(What is required) Reproduce the stretch of records from the line containing "the stone chapel" through the end of the records, replacing "single dot" with "single point" throughout and leaving everything else unchanged.
━━━ Data excerpts ━━━
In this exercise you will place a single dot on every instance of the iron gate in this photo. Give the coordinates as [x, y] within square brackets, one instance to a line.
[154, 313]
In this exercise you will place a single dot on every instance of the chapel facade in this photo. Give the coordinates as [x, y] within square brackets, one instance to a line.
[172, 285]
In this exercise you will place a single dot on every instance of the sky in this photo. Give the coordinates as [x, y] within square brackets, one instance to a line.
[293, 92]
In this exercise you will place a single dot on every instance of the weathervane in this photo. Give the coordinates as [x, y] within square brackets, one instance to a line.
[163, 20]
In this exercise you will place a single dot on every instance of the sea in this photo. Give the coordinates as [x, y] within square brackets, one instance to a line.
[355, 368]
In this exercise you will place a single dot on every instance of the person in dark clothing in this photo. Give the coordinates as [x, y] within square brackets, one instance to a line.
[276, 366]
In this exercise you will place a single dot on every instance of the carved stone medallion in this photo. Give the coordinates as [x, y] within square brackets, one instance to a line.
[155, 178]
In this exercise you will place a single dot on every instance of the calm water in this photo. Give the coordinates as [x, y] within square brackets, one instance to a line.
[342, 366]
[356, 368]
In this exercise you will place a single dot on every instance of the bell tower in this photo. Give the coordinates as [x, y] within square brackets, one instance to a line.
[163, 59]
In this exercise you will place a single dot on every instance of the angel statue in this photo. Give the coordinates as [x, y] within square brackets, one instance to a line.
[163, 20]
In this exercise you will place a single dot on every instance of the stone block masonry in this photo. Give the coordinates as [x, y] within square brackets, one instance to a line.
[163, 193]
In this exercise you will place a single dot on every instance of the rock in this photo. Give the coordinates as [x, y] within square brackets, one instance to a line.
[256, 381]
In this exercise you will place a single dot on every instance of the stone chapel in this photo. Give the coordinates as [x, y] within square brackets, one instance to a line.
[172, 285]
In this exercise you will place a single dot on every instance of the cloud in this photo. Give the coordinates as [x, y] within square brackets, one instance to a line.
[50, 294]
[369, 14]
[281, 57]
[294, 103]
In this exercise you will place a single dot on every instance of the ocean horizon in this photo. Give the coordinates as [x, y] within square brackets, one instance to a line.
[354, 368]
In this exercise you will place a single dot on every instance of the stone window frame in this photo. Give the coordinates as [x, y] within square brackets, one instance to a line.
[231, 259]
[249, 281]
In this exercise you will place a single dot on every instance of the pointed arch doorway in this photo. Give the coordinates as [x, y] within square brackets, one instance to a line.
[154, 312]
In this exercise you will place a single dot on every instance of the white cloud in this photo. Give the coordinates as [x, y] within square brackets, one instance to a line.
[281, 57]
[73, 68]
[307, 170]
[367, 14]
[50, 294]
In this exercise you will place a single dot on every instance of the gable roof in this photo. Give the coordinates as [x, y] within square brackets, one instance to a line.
━━━
(Solution to the problem)
In this exercise you will place a single point on every instance of the stone chapel in this photo. Give the coordinates as [x, y] within square brackets, one instance to a line.
[172, 285]
In this exercise you will place a single point on every instance of the cloud in this photo. Give the coordinates as [x, y] within square brackets, one instance to a line.
[50, 294]
[369, 14]
[281, 57]
[294, 103]
In this exercise you will place a single point on every instance of the ocean horizon in this photo. Give the coordinates as [x, y] within square brackets, one instance to a line.
[354, 368]
In this exercise you will place a single point on every instance of the stone window frame in this photo. Give the coordinates as [x, y] within square brackets, one instance to a line.
[231, 259]
[249, 281]
In this exercise you will place a single point on every instance of the pointed arch doorway in this photo. Give the coordinates as [x, y] within square brackets, one instance to a line.
[154, 312]
In this exercise you will place a single point on every instance of the white cloud in this photo. Give the coordinates as [x, y] within square brackets, one instance to a line.
[281, 57]
[73, 68]
[307, 170]
[367, 14]
[50, 294]
In this exercise you will place a single point on every instance of the gable roof in this photo. Give the coordinates as [x, y] within square brackets, one instance to a line.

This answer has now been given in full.